Page excerpt:
◇ ◇ ◇ ◇

After a “twelve-count
indictment was filed against Daniel Stratman on June 19, 2013”, he filed a
motion to dismiss the first two counts (“Counts I and II”), which charged him
with violating 18 U.S. Code § 1030(a)(5)(A).
U.S. v. Stratman, 2013 WL
5676874 (U.S. District Court for the Northern District of Nebraska 2013).
The federal district court judge who has the case
begins his opinion by explaining that the counts alleged the following:
DANIEL STRATMAN, knowingly caused the transmission of a
program, information, code, and command, and, as a result of such conduct,
intentionally caused damage without authorization to a protected computer, to
wit, the University of Nebraska and Nebraska State College Systems computer
systems, and the offense caused loss to a person or persons during a 1-year
period, from the defendant's course of conduct affecting a protected computer,
aggregating at least $5,000 in value.
U.S. v. Stratman, supra. You can read more about the charges, and what (allegedly)
led Stratman to be charged with these and other crimes, in the stories you can
find here and here.
As
Wikipedia explains, under Rule 12 of the Federal Rules of Criminal Procedure, a
defendant can file a motion arguing that one or more of the charges against
him/her must be dismissed because it is/they are legally insufficient. The judge began his ruling on Stratman’s
motion by explaining that
`[a]n indictment is legally sufficient on its face if it
contains all of the essential elements of the offense charged, fairly informs
the defendant of the charges against which he must defend, and alleges
sufficient information to allow a defendant to plead a conviction or acquittal
to bar a subsequent prosecution.’ U.S. v. Fleming, 8 F.3d 1264
(U.S. Court of Appeals for the 8th Circuit 1993).

◇ ◇ ◇ ◇

Data extract:
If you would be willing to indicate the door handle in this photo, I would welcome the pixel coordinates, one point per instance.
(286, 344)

◇ ◇ ◇ ◇

What is being asked: Can you reproduce, word for word, the part of the write-up on the Stratman motion to dismiss starting at "U.S. v. Stratman, 2013" and ending at "here and here."?

Full output:
U.S. v. Stratman, 2013 WL
5676874 (U.S. District Court for the Northern District of Nebraska 2013).
The federal district court judge who has the case
begins his opinion by explaining that the counts alleged the following:
DANIEL STRATMAN, knowingly caused the transmission of a
program, information, code, and command, and, as a result of such conduct,
intentionally caused damage without authorization to a protected computer, to
wit, the University of Nebraska and Nebraska State College Systems computer
systems, and the offense caused loss to a person or persons during a 1-year
period, from the defendant's course of conduct affecting a protected computer,
aggregating at least $5,000 in value.
U.S. v. Stratman, supra. You can read more about the charges, and what (allegedly)
led Stratman to be charged with these and other crimes, in the stories you can
find here and here.